## GIVEN RECORDS
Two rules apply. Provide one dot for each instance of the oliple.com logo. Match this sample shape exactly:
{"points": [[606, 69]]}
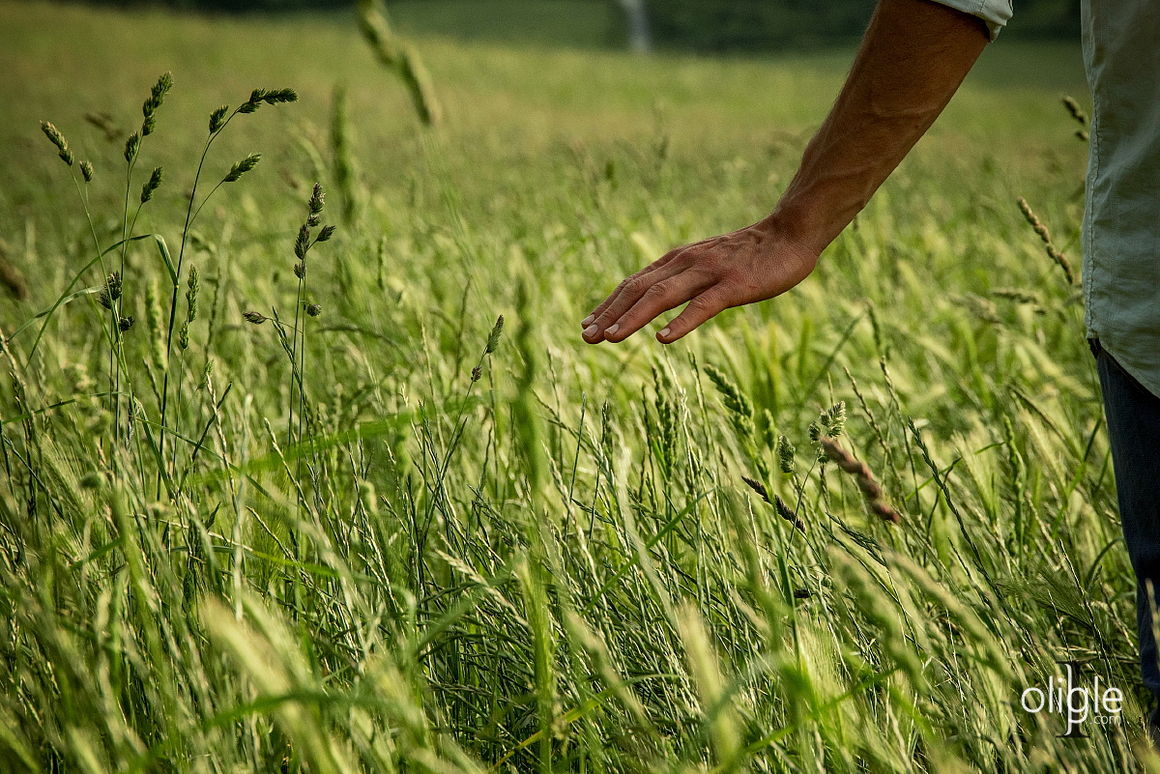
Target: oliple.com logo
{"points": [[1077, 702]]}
==
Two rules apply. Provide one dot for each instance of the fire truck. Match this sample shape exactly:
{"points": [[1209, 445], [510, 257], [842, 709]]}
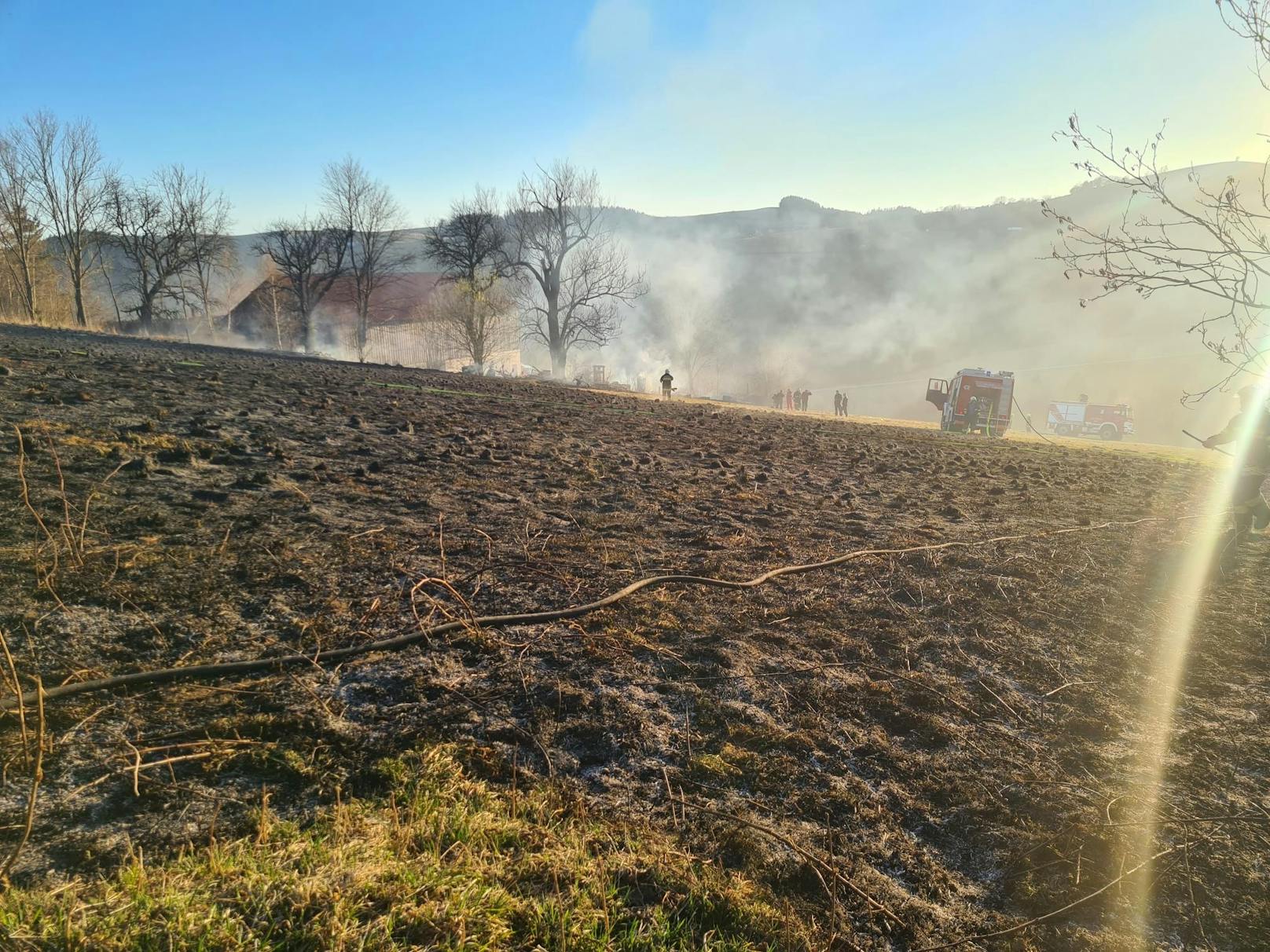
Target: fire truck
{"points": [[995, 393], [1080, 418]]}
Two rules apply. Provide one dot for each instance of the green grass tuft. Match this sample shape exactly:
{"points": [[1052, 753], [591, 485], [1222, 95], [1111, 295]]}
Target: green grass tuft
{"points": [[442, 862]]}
--
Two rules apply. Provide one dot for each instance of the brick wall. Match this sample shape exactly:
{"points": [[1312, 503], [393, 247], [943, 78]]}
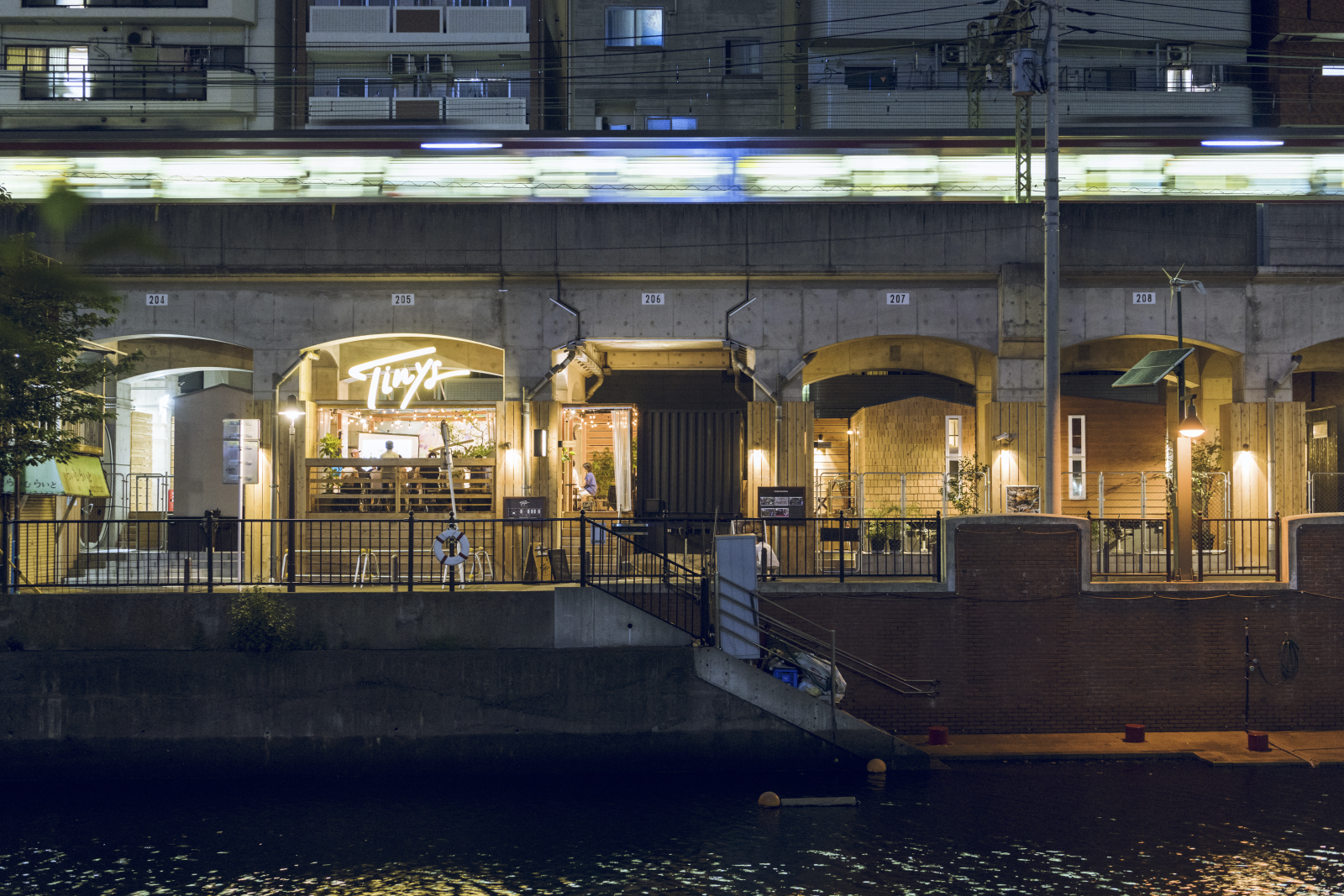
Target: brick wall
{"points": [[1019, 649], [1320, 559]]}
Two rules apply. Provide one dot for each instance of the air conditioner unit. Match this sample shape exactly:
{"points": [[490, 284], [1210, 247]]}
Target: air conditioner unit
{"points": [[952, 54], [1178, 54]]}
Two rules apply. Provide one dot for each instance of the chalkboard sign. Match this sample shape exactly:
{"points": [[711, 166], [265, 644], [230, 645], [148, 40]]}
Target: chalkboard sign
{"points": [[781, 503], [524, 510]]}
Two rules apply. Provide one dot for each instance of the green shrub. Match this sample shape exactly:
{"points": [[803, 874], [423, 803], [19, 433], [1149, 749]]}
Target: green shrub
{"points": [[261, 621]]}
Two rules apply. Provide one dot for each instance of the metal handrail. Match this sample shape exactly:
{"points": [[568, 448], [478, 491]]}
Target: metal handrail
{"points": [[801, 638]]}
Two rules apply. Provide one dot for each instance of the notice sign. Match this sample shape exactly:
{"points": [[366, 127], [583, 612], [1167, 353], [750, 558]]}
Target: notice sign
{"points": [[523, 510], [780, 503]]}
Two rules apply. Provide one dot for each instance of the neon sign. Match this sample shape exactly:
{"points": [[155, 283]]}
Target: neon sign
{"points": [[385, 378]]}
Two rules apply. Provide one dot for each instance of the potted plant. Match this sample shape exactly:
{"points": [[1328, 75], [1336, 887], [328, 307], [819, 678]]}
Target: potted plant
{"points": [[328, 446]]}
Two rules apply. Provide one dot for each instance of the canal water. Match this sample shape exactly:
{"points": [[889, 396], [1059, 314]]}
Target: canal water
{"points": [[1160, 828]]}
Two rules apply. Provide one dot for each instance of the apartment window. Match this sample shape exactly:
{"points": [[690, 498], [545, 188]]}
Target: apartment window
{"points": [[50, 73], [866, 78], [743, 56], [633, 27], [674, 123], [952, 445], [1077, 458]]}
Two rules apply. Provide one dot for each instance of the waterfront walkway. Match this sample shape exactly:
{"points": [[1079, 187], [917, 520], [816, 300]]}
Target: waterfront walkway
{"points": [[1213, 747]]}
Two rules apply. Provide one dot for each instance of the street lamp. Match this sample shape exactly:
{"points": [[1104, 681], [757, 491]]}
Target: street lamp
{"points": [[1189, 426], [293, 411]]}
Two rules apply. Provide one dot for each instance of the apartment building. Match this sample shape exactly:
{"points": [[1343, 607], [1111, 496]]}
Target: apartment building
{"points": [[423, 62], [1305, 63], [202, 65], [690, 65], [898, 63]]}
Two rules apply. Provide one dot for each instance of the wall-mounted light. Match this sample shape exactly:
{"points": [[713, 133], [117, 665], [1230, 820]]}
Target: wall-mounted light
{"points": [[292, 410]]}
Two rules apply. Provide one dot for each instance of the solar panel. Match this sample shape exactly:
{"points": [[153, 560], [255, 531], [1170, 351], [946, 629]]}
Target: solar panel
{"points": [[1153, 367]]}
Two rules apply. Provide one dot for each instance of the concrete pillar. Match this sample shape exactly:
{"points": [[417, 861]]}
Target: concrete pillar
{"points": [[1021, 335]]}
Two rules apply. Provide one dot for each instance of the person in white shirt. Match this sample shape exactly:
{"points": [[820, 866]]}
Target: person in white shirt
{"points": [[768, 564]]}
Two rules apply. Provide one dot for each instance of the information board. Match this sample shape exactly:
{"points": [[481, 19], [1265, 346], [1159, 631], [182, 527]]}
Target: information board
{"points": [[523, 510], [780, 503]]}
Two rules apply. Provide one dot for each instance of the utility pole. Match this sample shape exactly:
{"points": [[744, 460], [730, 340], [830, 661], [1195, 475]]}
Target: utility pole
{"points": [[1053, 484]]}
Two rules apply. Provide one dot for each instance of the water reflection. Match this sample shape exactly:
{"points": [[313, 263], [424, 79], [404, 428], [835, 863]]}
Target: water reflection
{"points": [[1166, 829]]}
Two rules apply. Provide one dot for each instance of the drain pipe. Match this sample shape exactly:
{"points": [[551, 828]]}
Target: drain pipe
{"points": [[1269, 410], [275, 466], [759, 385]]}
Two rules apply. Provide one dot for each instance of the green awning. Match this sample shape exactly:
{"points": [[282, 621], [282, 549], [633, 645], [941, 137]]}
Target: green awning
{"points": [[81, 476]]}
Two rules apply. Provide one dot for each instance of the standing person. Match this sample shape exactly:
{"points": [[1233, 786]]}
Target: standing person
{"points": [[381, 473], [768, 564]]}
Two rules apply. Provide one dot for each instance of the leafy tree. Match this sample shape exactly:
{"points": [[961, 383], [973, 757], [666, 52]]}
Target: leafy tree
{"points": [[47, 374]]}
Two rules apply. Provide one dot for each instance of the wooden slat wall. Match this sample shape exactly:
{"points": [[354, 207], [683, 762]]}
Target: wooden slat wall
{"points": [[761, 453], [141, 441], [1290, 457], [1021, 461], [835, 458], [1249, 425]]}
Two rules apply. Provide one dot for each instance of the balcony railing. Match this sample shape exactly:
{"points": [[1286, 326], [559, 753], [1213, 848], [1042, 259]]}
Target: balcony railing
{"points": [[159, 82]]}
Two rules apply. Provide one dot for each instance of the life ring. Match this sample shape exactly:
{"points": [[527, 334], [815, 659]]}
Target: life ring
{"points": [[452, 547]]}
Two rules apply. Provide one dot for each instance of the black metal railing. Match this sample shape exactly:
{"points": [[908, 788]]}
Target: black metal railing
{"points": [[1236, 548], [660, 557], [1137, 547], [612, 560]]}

## YOUR GOAL
Return each line of the data above that contains the string "building", treating uppercase and lowercase as different.

## ANSWER BELOW
Two rules apply. Provide one dot for each instance of the apartment building. Match this sample shape exactly:
Target: apartment building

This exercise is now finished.